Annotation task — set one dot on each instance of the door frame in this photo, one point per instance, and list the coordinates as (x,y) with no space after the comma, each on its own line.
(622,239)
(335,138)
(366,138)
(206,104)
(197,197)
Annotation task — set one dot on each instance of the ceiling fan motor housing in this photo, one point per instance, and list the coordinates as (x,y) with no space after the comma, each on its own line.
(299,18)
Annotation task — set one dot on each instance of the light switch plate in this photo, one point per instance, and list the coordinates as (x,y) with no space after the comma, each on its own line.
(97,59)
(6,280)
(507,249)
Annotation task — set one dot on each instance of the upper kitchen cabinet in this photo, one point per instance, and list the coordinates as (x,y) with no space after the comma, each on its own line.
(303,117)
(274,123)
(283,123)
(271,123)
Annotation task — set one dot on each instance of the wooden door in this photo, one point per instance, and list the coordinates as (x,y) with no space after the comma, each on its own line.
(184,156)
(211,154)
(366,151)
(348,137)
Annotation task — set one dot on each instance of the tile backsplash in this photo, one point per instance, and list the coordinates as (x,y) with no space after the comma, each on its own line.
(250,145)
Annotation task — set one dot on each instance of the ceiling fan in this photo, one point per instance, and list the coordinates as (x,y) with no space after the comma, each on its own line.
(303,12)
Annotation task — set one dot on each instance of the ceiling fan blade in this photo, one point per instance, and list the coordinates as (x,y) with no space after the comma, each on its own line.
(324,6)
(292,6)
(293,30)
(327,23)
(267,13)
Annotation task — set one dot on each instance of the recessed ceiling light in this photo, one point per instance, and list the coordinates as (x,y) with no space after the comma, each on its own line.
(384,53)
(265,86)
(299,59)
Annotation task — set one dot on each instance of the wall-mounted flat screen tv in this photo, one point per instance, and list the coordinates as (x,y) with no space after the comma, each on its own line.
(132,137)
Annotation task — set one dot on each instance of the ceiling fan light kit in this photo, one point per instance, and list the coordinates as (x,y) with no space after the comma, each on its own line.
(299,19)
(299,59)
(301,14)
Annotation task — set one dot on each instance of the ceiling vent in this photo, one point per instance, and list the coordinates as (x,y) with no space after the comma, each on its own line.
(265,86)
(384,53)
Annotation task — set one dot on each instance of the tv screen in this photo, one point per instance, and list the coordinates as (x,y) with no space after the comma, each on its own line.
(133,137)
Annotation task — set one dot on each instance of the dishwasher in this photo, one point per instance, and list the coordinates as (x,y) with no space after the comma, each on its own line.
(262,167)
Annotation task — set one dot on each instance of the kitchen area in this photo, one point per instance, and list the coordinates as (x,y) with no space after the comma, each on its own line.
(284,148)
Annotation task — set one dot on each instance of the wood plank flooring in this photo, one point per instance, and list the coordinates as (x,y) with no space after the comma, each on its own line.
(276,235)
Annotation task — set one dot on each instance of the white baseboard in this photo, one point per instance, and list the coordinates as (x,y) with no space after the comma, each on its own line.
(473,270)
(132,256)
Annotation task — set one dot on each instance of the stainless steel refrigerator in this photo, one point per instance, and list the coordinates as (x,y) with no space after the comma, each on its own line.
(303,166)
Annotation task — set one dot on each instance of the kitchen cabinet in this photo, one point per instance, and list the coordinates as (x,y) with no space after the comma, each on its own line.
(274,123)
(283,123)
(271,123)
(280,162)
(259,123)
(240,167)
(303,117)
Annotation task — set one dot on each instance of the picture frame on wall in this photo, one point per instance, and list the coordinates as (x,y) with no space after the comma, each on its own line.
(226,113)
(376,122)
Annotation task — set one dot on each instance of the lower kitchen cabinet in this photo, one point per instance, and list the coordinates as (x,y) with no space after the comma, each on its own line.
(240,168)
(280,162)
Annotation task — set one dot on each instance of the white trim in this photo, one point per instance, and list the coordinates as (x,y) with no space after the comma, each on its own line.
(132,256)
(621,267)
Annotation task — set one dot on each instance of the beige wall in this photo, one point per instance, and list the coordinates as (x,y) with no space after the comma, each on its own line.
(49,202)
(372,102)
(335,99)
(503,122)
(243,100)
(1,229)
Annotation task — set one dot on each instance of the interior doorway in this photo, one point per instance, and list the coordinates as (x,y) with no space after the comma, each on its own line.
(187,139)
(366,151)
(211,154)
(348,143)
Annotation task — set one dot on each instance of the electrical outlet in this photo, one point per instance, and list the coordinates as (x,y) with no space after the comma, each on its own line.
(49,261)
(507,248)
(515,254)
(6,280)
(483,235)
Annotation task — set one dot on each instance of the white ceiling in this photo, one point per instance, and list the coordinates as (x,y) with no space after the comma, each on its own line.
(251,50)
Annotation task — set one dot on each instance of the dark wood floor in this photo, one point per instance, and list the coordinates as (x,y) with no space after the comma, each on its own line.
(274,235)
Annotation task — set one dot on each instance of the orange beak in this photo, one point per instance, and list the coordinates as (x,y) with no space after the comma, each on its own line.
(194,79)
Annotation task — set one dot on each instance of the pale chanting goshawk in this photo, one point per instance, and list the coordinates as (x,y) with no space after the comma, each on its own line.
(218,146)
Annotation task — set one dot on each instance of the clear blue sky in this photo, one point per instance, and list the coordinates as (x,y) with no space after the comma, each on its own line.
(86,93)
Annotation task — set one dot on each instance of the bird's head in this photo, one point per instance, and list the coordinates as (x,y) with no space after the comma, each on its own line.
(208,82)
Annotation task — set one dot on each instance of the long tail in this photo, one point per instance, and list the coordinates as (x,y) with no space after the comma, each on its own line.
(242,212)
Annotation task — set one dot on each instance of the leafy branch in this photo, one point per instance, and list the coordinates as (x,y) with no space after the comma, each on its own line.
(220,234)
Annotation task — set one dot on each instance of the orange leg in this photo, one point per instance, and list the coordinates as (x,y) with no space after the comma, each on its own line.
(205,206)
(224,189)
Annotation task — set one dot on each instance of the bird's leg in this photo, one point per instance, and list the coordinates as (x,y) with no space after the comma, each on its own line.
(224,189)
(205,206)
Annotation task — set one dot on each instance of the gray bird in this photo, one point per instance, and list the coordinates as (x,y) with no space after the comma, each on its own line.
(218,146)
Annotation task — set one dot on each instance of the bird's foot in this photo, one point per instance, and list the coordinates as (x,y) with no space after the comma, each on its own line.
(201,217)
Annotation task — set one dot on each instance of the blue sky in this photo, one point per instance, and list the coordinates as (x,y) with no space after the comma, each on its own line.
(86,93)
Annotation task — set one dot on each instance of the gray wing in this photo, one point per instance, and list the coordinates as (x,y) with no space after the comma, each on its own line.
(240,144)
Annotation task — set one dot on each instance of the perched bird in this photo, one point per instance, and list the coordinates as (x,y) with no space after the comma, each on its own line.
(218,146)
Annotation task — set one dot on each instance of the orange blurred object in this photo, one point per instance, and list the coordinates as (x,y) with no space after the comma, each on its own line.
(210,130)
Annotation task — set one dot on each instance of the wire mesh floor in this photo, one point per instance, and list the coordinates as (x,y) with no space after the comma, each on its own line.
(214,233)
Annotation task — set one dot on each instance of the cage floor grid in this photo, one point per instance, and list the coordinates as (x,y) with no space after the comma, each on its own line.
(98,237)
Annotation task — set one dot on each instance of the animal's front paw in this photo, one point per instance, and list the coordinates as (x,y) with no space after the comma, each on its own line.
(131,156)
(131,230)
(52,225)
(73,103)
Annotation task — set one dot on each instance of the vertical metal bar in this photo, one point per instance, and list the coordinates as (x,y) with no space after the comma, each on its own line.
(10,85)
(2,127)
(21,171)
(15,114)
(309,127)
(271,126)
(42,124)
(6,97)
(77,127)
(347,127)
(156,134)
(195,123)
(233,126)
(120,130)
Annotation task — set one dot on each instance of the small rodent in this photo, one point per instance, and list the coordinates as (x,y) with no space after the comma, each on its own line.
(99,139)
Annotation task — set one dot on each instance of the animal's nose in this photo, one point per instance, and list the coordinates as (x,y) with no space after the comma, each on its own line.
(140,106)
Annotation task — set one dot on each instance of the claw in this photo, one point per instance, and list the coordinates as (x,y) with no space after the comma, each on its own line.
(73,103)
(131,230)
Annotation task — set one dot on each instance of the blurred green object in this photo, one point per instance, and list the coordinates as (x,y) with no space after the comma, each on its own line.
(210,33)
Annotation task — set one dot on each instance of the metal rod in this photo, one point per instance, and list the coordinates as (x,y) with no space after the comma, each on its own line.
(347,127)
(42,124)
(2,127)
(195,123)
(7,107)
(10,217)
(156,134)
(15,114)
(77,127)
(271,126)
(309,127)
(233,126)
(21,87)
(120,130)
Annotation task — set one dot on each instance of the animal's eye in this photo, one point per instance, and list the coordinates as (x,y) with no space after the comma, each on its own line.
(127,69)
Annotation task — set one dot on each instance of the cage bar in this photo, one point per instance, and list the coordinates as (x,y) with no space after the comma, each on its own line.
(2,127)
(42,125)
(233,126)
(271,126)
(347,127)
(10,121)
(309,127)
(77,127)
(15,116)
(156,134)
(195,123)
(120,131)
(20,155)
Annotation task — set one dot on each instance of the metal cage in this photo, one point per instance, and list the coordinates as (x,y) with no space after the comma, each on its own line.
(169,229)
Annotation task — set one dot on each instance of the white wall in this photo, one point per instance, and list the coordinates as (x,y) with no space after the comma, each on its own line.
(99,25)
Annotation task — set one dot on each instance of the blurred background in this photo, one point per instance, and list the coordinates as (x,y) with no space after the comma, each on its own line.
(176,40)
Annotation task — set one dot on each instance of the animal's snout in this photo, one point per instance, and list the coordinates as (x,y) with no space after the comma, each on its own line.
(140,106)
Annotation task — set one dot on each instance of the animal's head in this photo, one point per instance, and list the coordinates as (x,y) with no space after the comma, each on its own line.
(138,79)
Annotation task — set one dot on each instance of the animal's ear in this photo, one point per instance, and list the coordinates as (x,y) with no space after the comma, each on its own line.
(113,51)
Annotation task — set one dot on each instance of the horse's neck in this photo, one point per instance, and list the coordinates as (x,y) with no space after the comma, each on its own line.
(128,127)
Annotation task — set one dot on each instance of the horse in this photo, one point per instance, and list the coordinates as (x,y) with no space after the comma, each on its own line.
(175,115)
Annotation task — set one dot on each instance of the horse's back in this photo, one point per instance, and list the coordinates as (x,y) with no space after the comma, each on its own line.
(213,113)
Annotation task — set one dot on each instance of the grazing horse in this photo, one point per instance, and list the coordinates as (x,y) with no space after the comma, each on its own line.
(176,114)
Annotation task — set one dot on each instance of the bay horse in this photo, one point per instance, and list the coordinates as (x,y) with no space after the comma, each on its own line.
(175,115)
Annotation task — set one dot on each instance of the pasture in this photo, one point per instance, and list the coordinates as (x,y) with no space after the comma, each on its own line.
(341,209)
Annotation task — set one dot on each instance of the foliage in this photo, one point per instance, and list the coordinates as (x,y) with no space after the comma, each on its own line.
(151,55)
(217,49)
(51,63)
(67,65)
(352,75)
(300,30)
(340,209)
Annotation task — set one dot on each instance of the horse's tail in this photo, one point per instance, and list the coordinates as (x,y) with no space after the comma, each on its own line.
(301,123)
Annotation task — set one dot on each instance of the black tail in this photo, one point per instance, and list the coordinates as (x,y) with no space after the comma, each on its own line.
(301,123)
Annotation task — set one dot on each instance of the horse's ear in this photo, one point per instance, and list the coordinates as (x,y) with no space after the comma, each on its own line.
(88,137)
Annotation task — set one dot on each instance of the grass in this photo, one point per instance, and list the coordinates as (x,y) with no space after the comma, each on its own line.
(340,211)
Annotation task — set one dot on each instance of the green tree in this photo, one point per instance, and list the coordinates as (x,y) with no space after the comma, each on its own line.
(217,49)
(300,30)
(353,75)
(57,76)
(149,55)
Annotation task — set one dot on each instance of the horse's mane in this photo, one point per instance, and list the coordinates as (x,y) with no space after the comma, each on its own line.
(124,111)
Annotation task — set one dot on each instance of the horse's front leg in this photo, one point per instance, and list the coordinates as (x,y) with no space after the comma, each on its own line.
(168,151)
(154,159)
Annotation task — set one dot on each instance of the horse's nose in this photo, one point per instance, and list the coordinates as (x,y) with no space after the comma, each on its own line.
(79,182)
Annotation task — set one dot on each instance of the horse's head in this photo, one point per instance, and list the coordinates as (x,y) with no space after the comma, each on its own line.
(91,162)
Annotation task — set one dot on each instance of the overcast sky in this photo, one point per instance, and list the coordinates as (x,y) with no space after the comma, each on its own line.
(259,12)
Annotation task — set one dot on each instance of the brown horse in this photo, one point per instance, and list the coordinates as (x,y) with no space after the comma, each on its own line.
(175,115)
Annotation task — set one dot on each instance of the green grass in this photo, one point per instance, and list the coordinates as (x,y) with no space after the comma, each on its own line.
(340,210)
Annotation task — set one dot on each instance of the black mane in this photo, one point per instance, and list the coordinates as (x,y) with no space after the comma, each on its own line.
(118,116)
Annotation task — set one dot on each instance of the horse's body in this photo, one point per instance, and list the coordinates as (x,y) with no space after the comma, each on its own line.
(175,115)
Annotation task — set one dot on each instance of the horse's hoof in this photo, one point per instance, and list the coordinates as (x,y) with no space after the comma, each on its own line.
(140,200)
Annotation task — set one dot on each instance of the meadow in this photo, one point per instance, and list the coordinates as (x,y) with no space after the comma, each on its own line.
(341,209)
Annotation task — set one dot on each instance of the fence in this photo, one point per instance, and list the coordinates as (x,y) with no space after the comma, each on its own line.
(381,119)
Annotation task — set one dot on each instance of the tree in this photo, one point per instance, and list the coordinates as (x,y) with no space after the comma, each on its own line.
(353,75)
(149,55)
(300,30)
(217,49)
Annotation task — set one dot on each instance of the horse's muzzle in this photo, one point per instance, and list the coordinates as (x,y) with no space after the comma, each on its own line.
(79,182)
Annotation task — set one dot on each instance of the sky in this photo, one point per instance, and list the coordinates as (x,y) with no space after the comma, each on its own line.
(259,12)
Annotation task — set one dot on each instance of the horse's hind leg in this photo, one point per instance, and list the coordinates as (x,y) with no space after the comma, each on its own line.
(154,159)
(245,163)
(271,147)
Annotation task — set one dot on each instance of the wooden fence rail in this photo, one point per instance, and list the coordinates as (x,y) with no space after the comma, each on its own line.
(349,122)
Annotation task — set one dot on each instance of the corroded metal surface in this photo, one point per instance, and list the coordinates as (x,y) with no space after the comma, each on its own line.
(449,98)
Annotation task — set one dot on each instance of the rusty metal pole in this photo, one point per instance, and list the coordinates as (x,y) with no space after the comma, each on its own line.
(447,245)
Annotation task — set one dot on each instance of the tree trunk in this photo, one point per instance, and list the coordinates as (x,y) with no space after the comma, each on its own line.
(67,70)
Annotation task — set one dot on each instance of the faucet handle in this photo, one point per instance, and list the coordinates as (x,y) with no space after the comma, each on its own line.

==*==

> _Aim of the task_: Take the line containing "the tree trunk" as the start and the last line of the data as the end, and reproduce that range exactly.

> _Answer box_:
Annotation task — set one dot on each instance of the tree trunk in this photo, one point per instance, and list the coordinates as (x,y) with no space after the comma, each on its own line.
(67,70)
Annotation task — set one dot on each instance of the faucet handle in this photo, one point per instance, and list the coordinates as (x,y) with no space after the comma, each on its own line.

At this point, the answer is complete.